_TEXT UNDER STUDY_

As I continued experimenting in the kitchen, however, I started to notice that the pre-shredded cheese didn't always perform like it was supposed to. The weirdly al dente Parmesan sticks never totally dissolved into pasta sauces; the mozzarella never melted completely into the gooey cheese layer one associates with pizza. In fact, upon closer reading I discovered that most recipes are very specific about requiring "freshly grated" cheese.

But why?

Label Deep Dive

As a test case for this article, I compared a block of cheddar cheese with a bag of pre-shredded cheddar from the same company. The shredded cheese contained -- in addition to the ingredients also listed on the block of cheese -- potato starch, powdered cellulose, and natamycin.

Potato starch is pretty much what it sounds like. It's sold commercially for use as a thickener, and has desiccating and anti-clumping properties that help keep cheese shreds separate. Cellulose pops up in the ingredient lists of a lot of pre-packaged foods. The tasteless, ultra-fine powder is derived from wood pulp (really), and can be used to add dietary fiber, as a thickener, as a stabilizer, to improve mouthfeel or to prevent caking. In the case of shredded cheese, the two are often used in combination with one another because while cellulose is more effective, it also creates a visually unappealing coating. Potato starch is translucent, so cutting the cellulose with it allows manufacturers to use more without losing the color and look of their cheese.

Natamycin is an anti-mold agent that is typically suspended in solution to a concentration of five to 10 parts per million, then sprayed on cheese shreds to coat them as thoroughly as possible. It's tasteless, non-toxic, and naturally occurring, and has been used in commercial food production for a long time. It's also non-water-soluble, so it can't enter the human digestive tract. That means it doesn't count as an antibiotic, although it is sometimes prescribed by doctors to treat eye infections.

Performance Inconsistencies

These ingredients are (mostly) to blame for why pre-shredded cheese performs differently in recipes than freshly grated. Hard cheeses like Parmesan are dry to begin with, so it's no surprise that pre-shredding them and then tossing the shreds in industrial desiccants creates those rigid little sticks. But even soft cheese shreds that have been treated with anti-clumping agents will resist melting together while cooked, the same way they resist melting together in the bag.

There are two other areas where freshly grated cheese outperforms its bagged peers: cost and shelf life. When you grate your own cheese from a sixteen-ounce block, you get around twice as many shreds by volume as you would from a sixteen-ounce bag. (If you're not keen on using a box grater for reasons of injury or laziness, you can also cheat using a special attachment for your food processor.)

To return briefly to the subject of natamycin, the reason anti-mold agents are needed for shredded cheese but not block cheese is that shredded cheese has a lot more total surface area for mold to colonize. Manufacturers recommend using or freezing shredded cheese within a few days of opening the package, while block cheese can keep for weeks. (Pro tip: removing it from the plastic wrapper and storing it in aluminum foil instead makes it last even longer.)

Finally, I have no way of proving it, but it's my personal opinion as a cheese lover and human that freshly grated tastes better. Maybe it's purer in flavor because it lacks added ingredients, but the desiccants used in pre-shredded cheese are said to be tasteless, and amount to less than 2% of what's in the bag anyway. So maybe it's just that anything tastes better when you've labored over it yourself.

_EXERCISES_
a. In the passage on shredded cheese, quote everything from "There are two" down to "last even longer.)".
b. Answer these questions from the passage on shredded cheese:
(i) Which three ingredients did the bag of pre-shredded cheddar contain beyond those listed on the block?
(ii) What is cellulose derived from?
(iii) Compared with a sixteen-ounce bag, how many shreds by volume does grating a sixteen-ounce block give?

_Stored data entries_

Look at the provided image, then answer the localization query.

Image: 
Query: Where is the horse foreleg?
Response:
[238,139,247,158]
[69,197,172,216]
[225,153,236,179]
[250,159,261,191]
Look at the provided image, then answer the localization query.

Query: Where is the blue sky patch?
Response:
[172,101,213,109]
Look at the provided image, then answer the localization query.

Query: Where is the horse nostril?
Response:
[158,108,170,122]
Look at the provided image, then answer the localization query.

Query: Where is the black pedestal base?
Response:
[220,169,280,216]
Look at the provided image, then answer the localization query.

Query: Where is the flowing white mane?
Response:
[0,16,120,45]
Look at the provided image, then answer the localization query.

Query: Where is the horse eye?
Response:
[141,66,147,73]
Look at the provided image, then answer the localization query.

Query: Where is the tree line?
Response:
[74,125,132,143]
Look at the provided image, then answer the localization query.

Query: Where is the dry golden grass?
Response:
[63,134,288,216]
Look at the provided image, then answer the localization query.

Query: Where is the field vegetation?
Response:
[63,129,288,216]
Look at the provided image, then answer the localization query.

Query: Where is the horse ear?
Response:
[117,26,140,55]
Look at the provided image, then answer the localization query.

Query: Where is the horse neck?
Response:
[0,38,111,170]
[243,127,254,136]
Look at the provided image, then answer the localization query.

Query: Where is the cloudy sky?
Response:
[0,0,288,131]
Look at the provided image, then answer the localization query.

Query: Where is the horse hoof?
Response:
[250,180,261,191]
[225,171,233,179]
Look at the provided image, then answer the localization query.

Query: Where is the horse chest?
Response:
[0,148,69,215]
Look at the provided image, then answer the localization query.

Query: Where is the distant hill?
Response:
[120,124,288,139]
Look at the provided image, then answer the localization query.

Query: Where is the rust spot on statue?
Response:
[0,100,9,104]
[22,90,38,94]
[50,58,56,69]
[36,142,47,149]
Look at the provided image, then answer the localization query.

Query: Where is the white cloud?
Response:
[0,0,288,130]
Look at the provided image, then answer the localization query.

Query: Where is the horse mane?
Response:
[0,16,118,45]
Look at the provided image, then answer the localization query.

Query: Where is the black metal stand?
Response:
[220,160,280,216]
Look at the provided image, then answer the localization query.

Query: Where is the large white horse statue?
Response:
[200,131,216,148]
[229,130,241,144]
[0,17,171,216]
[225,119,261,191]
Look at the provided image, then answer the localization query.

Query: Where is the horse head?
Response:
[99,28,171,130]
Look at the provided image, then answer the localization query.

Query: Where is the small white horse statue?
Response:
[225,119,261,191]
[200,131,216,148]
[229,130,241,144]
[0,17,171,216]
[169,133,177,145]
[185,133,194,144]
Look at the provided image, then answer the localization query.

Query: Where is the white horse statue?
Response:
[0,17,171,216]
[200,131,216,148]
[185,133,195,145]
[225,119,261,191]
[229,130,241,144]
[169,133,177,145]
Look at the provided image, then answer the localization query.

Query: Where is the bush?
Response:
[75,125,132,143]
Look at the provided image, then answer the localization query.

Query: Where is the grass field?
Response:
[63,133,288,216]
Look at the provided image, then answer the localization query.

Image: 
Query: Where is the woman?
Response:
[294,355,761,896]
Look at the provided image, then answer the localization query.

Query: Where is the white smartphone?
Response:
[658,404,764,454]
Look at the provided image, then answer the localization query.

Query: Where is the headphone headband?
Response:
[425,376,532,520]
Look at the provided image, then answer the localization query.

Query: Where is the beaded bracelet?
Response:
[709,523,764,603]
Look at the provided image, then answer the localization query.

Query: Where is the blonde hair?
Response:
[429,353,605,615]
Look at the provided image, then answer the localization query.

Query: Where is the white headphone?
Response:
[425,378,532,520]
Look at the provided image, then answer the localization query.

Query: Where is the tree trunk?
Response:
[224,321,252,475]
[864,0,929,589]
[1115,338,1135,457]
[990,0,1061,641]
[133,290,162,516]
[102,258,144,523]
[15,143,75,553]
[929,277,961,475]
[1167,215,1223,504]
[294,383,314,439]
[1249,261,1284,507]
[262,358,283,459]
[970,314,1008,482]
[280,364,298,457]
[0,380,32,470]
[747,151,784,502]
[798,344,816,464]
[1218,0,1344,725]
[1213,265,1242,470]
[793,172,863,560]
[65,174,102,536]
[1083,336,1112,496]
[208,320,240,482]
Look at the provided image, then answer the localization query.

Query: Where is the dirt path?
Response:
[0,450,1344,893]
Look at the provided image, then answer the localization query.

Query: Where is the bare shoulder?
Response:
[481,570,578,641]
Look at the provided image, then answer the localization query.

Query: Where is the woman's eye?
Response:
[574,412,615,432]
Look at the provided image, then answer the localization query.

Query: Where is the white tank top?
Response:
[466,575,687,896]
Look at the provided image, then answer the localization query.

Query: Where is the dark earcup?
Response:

_LIST OF ANSWERS_
a.
There are two other areas where freshly grated cheese outperforms its bagged peers: cost and shelf life. When you grate your own cheese from a sixteen-ounce block, you get around twice as many shreds by volume as you would from a sixteen-ounce bag. (If you're not keen on using a box grater for reasons of injury or laziness, you can also cheat using a special attachment for your food processor.)

To return briefly to the subject of natamycin, the reason anti-mold agents are needed for shredded cheese but not block cheese is that shredded cheese has a lot more total surface area for mold to colonize. Manufacturers recommend using or freezing shredded cheese within a few days of opening the package, while block cheese can keep for weeks. (Pro tip: removing it from the plastic wrapper and storing it in aluminum foil instead makes it last even longer.)

b.
(i) Potato starch, powdered cellulose, and natamycin.
(ii) Wood pulp.
(iii) Around twice as many.